> **YOUR TASKS**:
1 > According to the BuRDy page, where does someone go to open BuRDy when their project idea is under 20 hours?
2 > In the BuRDy page, turn the paragraph that begins "Employees face a blank 15-page template" into a short bulleted list that keeps its main facts.
3 > Quote the part of the BuRDy page starting at "AI Strategy ·" and ending at "the program accountable.".

> **TEXT EXTRACT**:
════════
BuRDy: AI Agent Quality at Scale

AI Strategy · Build → Evaluate → Repair → Deploy · April 2026

AI agents are already handling real work across the company. The question leadership should be asking: how do we know they're good?

Risk: Without measurable quality standards, every agent is a liability. One bad interaction with an employee or customer erodes trust in the entire AI program.
Scale: We have six agents in the pipeline today. That number will grow. A repeatable quality process is the only way to scale AI deployment responsibly.
Governance: Every agent is scored against business-defined rubrics, stress-tested across difficulty tiers, and improved through evidence-based repair cycles. Leadership can see exactly what "good" means and hold the program accountable.

BuRDy (our BRD interview agent) is the first agent through this process. The methodology applies to Deal Desk, Legal Separation, and every future deployment.

1 - The Problem We Solved

Why BRD intake was broken, and what it costs

Page BRD Template

Required Sections

60%+

Incomplete Submissions

Linear

Bottleneck Scaling

Employees face a blank 15-page template and either submit incomplete documents or skip the process entirely. IS then spends significant time on clarification calls. Every new request costs the same manual effort.

The deeper issue: Incomplete requirements lead to misscoped projects, scope creep, and rework. The real cost shows up downstream: projects that go wrong because they started with bad requirements.

2 - What We Built

Two interview agents for two audiences, with automated formatting

        graph TD
          A["Someone has a project idea"] --> SCALE{"How big is it?"}

          SCALE -->|"Under 20 hours"| BURDY["Opens BuRDy in Glean"]
          BURDY --> B_INT["Guided interview\n8 adaptive stages"]
          B_INT --> B_CLASS["Classifies project type\nadjusts depth"]
          B_CLASS --> B_BRD["Produces substance-focused BRD"]
          B_BRD --> B_DOC["Paste into Google Doc"]
          B_DOC --> B_FMT["Apps Script formats\nto IS BRD template"]
          B_FMT --> B_OUT["Submission-ready BRD\n+ Jira intake fields"]

          SCALE -->|"20+ hours"| PURDY["Opens PuRDy in Glean"]
          PURDY --> P_INT["6-stage requirements\ninterview"]
          P_INT --> P_PRD["Structured PRD\n+ process map"]
          P_PRD --> P_AF["Feeds into Agent Factory\nfor agent builds"]

          classDef user fill:#b4530922,stroke:#b45309,stroke-width:2px
          classDef decision fill:#7e22ce22,stroke:#7e22ce,stroke-width:2px
          classDef burdy fill:#1d4ed822,stroke:#1d4ed8,stroke-width:2px
          classDef purdy fill:#7e22ce22,stroke:#7e22ce,stroke-width:2px
          classDef auto fill:#15803d22,stroke:#15803d,stroke-width:2px
          classDef output fill:#0f766e22,stroke:#0f766e,stroke-width:2px

          class A user
          class SCALE decision
          class BURDY,B_INT,B_CLASS,B_BRD burdy
          class B_DOC user
          class B_FMT auto
          class B_OUT output
          class PURDY,P_INT purdy
          class P_PRD output
          class P_AF auto

Glean Agent (BuRDy)
════════
> **MATERIAL**:
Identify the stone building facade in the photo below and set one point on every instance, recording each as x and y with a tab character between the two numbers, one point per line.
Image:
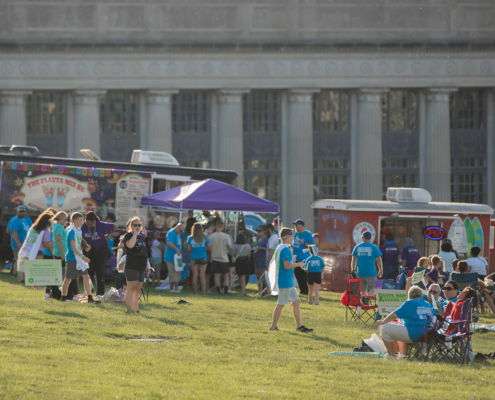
305	99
════════
> **SOLUTION LIST**:
1 > Glean.

2 >
- Employees face a blank 15-page template.
- They either submit incomplete documents or skip the process entirely.
- IS then spends significant time on clarification calls.
- Every new request costs the same manual effort.

3 >
AI Strategy · Build → Evaluate → Repair → Deploy · April 2026

AI agents are already handling real work across the company. The question leadership should be asking: how do we know they're good?

Risk: Without measurable quality standards, every agent is a liability. One bad interaction with an employee or customer erodes trust in the entire AI program.
Scale: We have six agents in the pipeline today. That number will grow. A repeatable quality process is the only way to scale AI deployment responsibly.
Governance: Every agent is scored against business-defined rubrics, stress-tested across difficulty tiers, and improved through evidence-based repair cycles. Leadership can see exactly what "good" means and hold the program accountable.